_Page text_
+ + + +
# Oh boy!!!!!!!



## SWAMPBUCK10PT (Apr 5, 2010)

ENOUGHT SAID:fryingpan:
"NEW TEE SHIRT"
View attachment 1230


----------



## On a call (Mar 3, 2010)

Yeah...bet that went over well with your wife lol.

I always enjoy a good play on words. Thanks.


----------



## SWAMPBUCK10PT (Apr 5, 2010)

*Its a good thing I'm SINGLEatriot:and Old*


----------



## On a call (Mar 3, 2010)

Ahh so that is why you are single now .... ha ha...so the shirt is actually true lol

I would not trade mine up for nothin.


----------



## El Gato Loco (Jan 15, 2010)

On a call said:


> I would not trade mine up for nothin.


Me either.. they would have to give me something in exchange!


----------



## youngdon (Mar 10, 2010)

I will withhold any comment that that could get me any more time in the doghouse !!


----------



## SWAMPBUCK10PT (Apr 5, 2010)

That's OK GUYS I couldn't have wore that shirt early'er in my life either:fryingpan.S. its my Buddy's shirt:runforhills:


----------



## On a call (Mar 3, 2010)

Well let me know when you get married again. I will be sure to forward this back to ya...


----------



## ReidRH (Feb 1, 2010)

Heck My wife tried to buy me one similar to it she thought it was funny as heck!!!


----------



## SWAMPBUCK10PT (Apr 5, 2010)

*You HAVE a great and SPECIAL LADY!! CONGRADS:smile2:*


----------
+ + + +
_Stated goal_
In the forum thread, why does SWAMPBUCK10PT call ReidRH's wife a great and special lady? Answer in one to three sentences.

_Source data_
+ + + +
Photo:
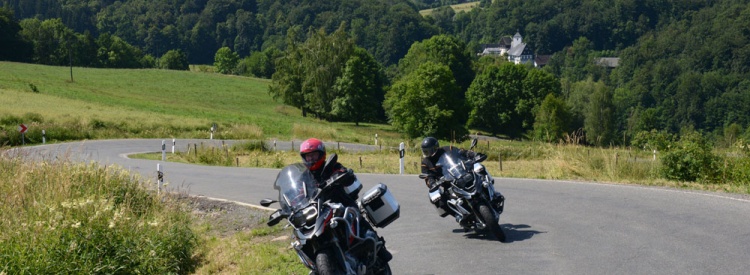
+ + + +
_Right answer_
ReidRH says that this wife tried to buy ReidRH a shirt similar to the "NEW TEE SHIRT" because she thought it was very funny. SWAMPBUCK10PT answers that post by calling her a great and special lady and offering congratulations.